Look for "the antenna on roof" in the records below, then copy that line and every line after it, exactly and with nothing added.

....

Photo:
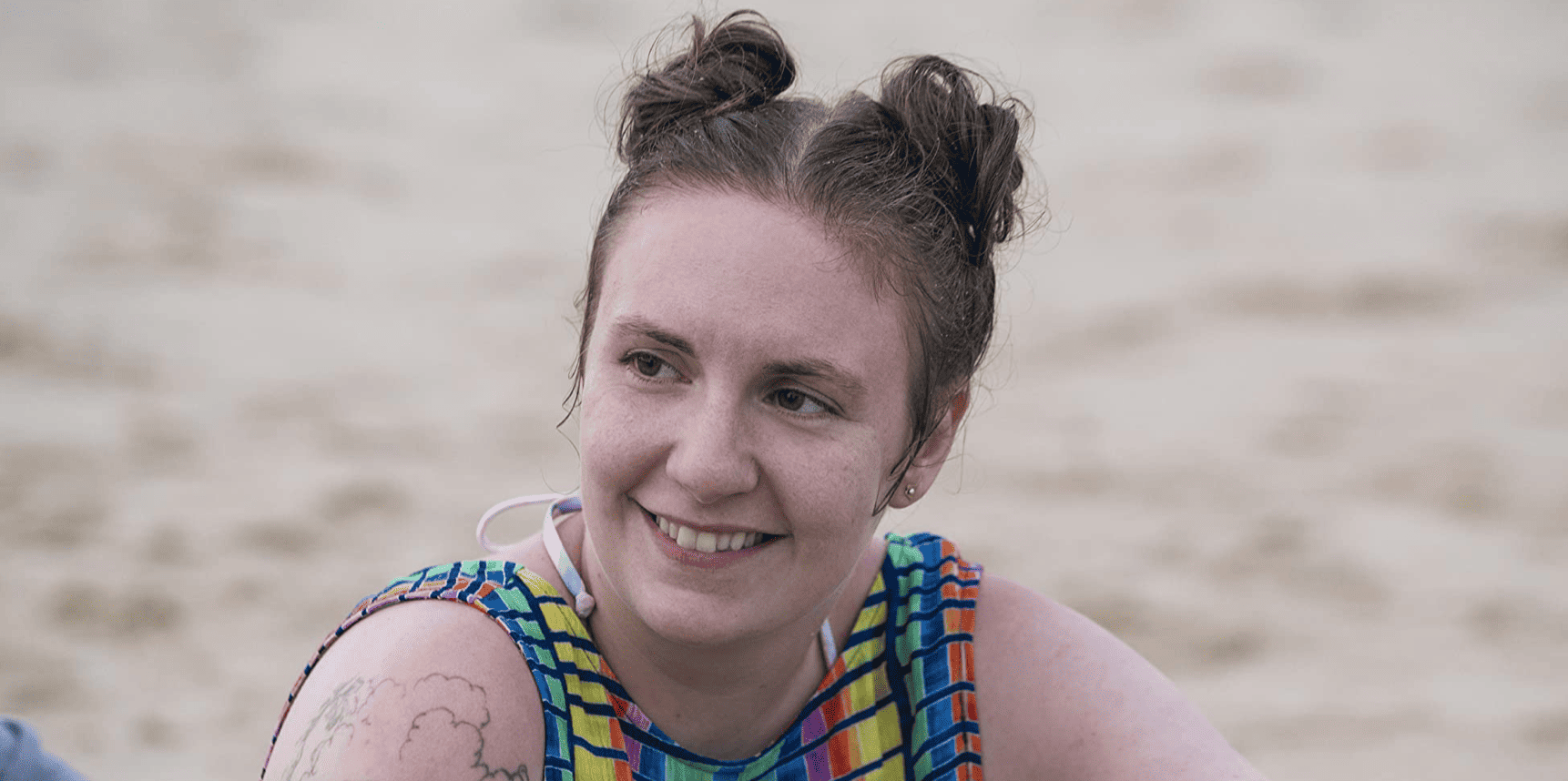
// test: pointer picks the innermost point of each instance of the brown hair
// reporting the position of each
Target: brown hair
(921, 182)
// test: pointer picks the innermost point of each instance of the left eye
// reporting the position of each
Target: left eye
(799, 401)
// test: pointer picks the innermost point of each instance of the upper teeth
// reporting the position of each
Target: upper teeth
(708, 542)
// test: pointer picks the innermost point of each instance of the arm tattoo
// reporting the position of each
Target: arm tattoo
(433, 728)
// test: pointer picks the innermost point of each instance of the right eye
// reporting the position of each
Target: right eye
(649, 366)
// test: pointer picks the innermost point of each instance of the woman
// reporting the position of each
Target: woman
(784, 309)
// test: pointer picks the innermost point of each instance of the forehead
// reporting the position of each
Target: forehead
(745, 271)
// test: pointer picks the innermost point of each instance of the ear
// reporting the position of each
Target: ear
(933, 453)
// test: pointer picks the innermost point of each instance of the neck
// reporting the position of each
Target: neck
(698, 694)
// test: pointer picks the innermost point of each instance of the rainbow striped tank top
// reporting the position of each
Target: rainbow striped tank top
(897, 705)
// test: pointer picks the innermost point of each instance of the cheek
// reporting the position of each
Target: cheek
(840, 483)
(615, 447)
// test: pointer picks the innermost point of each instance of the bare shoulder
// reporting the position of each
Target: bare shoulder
(425, 689)
(1064, 698)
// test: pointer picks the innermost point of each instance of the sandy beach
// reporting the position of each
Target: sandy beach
(1280, 396)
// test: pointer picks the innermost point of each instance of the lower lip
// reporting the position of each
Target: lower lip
(688, 557)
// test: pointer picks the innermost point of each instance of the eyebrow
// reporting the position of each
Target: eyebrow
(809, 368)
(819, 369)
(640, 327)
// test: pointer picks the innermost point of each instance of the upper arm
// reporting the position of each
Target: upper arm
(1064, 698)
(417, 690)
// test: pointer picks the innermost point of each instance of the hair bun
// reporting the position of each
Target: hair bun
(970, 147)
(740, 63)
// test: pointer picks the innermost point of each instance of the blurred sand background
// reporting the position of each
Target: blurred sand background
(1281, 397)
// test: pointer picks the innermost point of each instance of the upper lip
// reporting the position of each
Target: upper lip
(701, 527)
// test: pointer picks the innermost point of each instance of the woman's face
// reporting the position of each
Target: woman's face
(744, 403)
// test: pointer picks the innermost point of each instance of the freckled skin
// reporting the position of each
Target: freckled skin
(708, 431)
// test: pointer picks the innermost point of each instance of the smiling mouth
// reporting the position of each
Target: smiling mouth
(709, 542)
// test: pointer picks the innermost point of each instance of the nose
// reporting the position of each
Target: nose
(712, 457)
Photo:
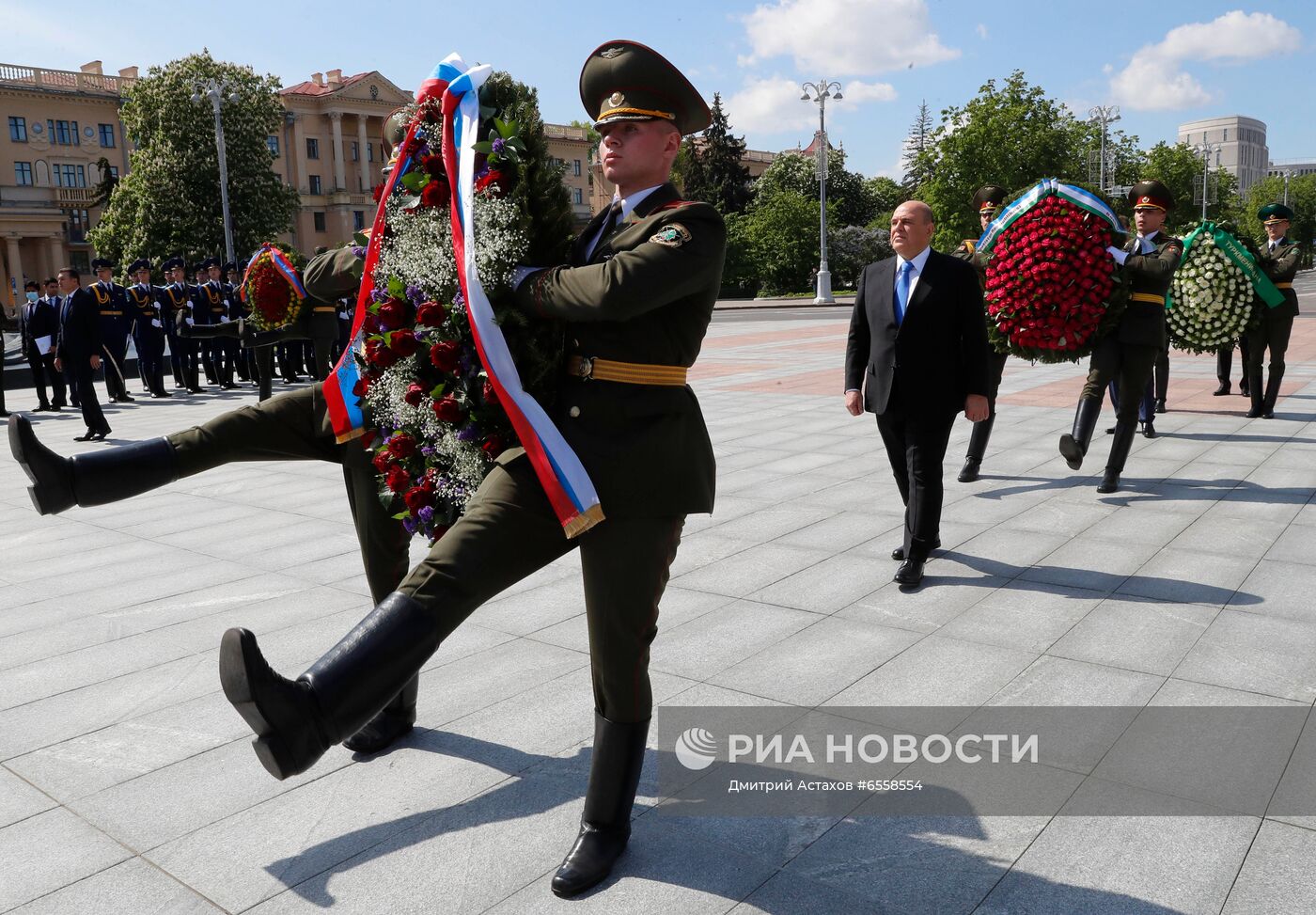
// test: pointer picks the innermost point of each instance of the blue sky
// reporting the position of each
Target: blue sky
(1177, 62)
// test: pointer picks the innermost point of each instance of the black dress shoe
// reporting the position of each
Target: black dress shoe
(910, 572)
(898, 553)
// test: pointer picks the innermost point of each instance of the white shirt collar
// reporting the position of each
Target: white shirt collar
(917, 260)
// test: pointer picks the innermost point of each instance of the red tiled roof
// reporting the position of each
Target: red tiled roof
(312, 88)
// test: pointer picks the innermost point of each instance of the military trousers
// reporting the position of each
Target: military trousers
(1272, 335)
(509, 530)
(1128, 364)
(295, 427)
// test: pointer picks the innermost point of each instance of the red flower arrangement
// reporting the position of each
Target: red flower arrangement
(1052, 286)
(272, 296)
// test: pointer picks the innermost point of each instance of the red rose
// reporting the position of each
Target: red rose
(403, 342)
(401, 445)
(431, 315)
(417, 497)
(447, 410)
(398, 481)
(445, 355)
(392, 313)
(494, 180)
(436, 193)
(415, 394)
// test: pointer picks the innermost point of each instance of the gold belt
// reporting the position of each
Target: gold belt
(627, 372)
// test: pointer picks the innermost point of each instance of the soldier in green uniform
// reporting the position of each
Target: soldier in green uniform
(635, 300)
(987, 201)
(1279, 262)
(1129, 352)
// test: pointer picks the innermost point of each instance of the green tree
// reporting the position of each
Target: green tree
(1010, 134)
(915, 157)
(168, 203)
(714, 171)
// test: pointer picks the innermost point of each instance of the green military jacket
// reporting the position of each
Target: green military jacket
(1279, 266)
(644, 295)
(1149, 274)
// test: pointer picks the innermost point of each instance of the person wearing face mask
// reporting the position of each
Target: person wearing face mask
(1279, 262)
(1129, 352)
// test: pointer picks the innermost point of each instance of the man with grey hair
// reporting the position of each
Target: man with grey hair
(916, 355)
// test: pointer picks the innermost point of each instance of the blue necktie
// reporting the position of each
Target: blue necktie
(903, 292)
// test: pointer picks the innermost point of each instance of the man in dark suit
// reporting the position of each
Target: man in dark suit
(79, 349)
(916, 355)
(39, 325)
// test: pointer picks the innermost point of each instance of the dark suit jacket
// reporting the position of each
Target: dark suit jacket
(644, 295)
(79, 328)
(934, 357)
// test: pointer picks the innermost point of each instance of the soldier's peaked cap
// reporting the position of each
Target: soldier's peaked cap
(990, 197)
(1274, 213)
(624, 81)
(1151, 195)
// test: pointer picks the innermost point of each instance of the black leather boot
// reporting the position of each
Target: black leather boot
(978, 438)
(619, 753)
(94, 478)
(298, 720)
(390, 724)
(1074, 445)
(1267, 404)
(1257, 395)
(1120, 447)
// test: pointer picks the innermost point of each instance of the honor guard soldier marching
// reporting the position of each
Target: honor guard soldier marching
(148, 328)
(1129, 352)
(1278, 260)
(115, 324)
(987, 201)
(635, 300)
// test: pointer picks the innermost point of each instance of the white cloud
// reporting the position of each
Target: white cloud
(845, 37)
(1155, 79)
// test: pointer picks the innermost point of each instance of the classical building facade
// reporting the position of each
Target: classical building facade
(332, 150)
(1241, 141)
(58, 127)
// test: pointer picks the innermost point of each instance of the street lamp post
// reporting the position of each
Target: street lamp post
(1103, 115)
(219, 92)
(820, 92)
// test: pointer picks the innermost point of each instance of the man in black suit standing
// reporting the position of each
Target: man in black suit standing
(917, 355)
(79, 349)
(39, 324)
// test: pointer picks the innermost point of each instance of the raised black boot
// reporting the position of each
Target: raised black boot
(619, 753)
(394, 721)
(1267, 404)
(1120, 447)
(298, 720)
(92, 478)
(1256, 392)
(1074, 445)
(978, 438)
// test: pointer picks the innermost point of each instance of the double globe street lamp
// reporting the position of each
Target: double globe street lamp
(219, 92)
(820, 92)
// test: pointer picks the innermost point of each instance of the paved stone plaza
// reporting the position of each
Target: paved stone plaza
(128, 785)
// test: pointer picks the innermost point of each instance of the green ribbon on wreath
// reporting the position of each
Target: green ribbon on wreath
(1241, 259)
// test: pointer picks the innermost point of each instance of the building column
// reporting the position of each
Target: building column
(362, 158)
(15, 262)
(339, 171)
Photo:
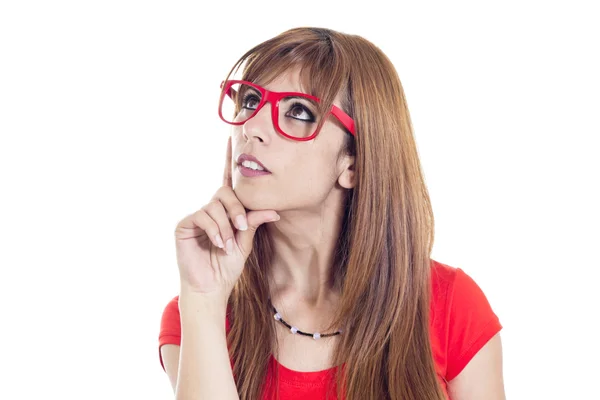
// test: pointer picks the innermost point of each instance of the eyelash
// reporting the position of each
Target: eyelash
(311, 115)
(248, 96)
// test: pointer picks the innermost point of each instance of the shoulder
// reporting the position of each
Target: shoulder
(462, 318)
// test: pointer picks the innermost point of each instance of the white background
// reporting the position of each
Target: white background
(109, 136)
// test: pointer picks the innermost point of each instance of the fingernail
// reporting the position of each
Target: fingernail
(229, 247)
(241, 222)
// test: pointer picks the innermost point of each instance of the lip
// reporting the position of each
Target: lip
(247, 157)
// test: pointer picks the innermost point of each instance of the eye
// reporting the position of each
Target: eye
(250, 101)
(300, 112)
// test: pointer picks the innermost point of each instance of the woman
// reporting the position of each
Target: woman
(308, 275)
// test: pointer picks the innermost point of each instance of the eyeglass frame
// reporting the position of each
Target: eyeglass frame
(274, 98)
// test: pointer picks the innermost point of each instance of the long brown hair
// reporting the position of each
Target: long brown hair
(382, 264)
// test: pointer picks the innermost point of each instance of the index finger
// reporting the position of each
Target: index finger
(227, 170)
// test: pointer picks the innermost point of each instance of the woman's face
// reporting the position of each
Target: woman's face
(302, 174)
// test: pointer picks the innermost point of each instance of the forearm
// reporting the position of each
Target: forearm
(204, 365)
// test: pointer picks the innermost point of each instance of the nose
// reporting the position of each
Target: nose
(260, 125)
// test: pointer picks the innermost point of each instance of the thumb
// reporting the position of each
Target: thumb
(255, 219)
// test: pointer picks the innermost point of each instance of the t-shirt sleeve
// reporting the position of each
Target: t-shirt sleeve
(472, 323)
(170, 327)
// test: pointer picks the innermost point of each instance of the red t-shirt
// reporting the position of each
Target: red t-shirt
(462, 321)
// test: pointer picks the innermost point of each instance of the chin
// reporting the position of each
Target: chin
(252, 198)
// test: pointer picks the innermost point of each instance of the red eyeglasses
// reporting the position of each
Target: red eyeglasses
(295, 115)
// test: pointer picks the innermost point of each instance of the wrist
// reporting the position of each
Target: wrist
(204, 304)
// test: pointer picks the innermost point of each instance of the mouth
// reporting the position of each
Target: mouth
(250, 172)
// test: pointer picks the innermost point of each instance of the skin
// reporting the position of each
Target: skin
(313, 180)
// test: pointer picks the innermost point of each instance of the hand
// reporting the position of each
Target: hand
(211, 249)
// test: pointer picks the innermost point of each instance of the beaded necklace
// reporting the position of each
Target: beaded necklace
(295, 330)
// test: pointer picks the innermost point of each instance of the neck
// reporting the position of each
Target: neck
(304, 244)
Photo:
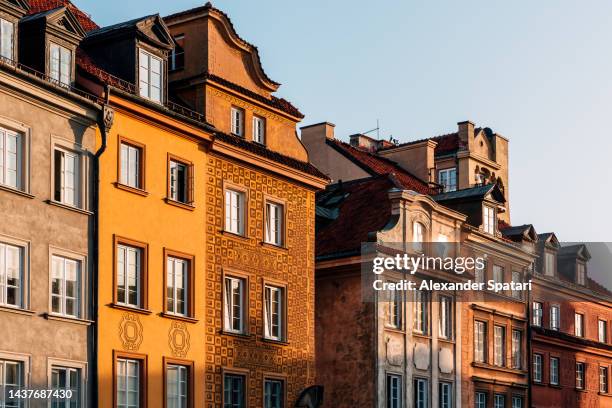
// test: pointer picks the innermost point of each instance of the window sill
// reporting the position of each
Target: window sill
(179, 204)
(130, 308)
(245, 336)
(178, 317)
(15, 191)
(69, 207)
(16, 310)
(131, 189)
(67, 319)
(274, 246)
(273, 341)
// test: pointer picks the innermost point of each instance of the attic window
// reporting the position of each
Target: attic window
(6, 39)
(61, 64)
(150, 76)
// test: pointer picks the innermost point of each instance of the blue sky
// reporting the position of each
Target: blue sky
(539, 73)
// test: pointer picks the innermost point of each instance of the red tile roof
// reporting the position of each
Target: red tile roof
(357, 215)
(376, 165)
(38, 6)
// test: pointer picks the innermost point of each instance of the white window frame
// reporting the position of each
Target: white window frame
(138, 254)
(555, 317)
(554, 370)
(146, 85)
(231, 308)
(537, 367)
(488, 219)
(235, 211)
(259, 130)
(446, 317)
(445, 178)
(171, 285)
(64, 262)
(274, 307)
(275, 223)
(237, 121)
(128, 380)
(421, 393)
(177, 400)
(60, 75)
(4, 52)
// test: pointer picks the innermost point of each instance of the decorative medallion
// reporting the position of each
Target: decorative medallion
(178, 339)
(130, 331)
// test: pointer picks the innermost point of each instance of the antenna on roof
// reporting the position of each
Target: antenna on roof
(376, 129)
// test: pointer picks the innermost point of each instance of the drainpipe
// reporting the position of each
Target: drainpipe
(105, 120)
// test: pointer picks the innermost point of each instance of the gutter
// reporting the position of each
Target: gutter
(105, 120)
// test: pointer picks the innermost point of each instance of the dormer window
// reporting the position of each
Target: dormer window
(7, 32)
(61, 64)
(488, 219)
(581, 274)
(150, 76)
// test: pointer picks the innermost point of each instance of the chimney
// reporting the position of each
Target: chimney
(417, 158)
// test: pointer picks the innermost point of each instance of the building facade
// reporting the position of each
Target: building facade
(47, 182)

....

→ **Answer space**
// test: pointer picks the innermost point of each instance of the antenna on roof
// reporting the position of each
Target: antenna on roof
(376, 129)
// test: pointer picks the innermost point of each instance of the drainpipe
// reporting the position of each
Target: drainpipe
(105, 120)
// test: pointer picks the innermost point of each instance of the gutter
// reporting the position of each
Target: gutter
(105, 120)
// test: pointer picks the innermost point of each instance of the dormer window
// reporting the position of each
Target: dormer window
(7, 32)
(61, 64)
(488, 219)
(581, 274)
(150, 76)
// test: pointer picks the innermost point of each instance of the chimney
// reporting the position of each
Target: chimney
(417, 158)
// test: pointer picks the innermost point of each instance of the building facade
// reporting the position of each
Target: building facade
(47, 182)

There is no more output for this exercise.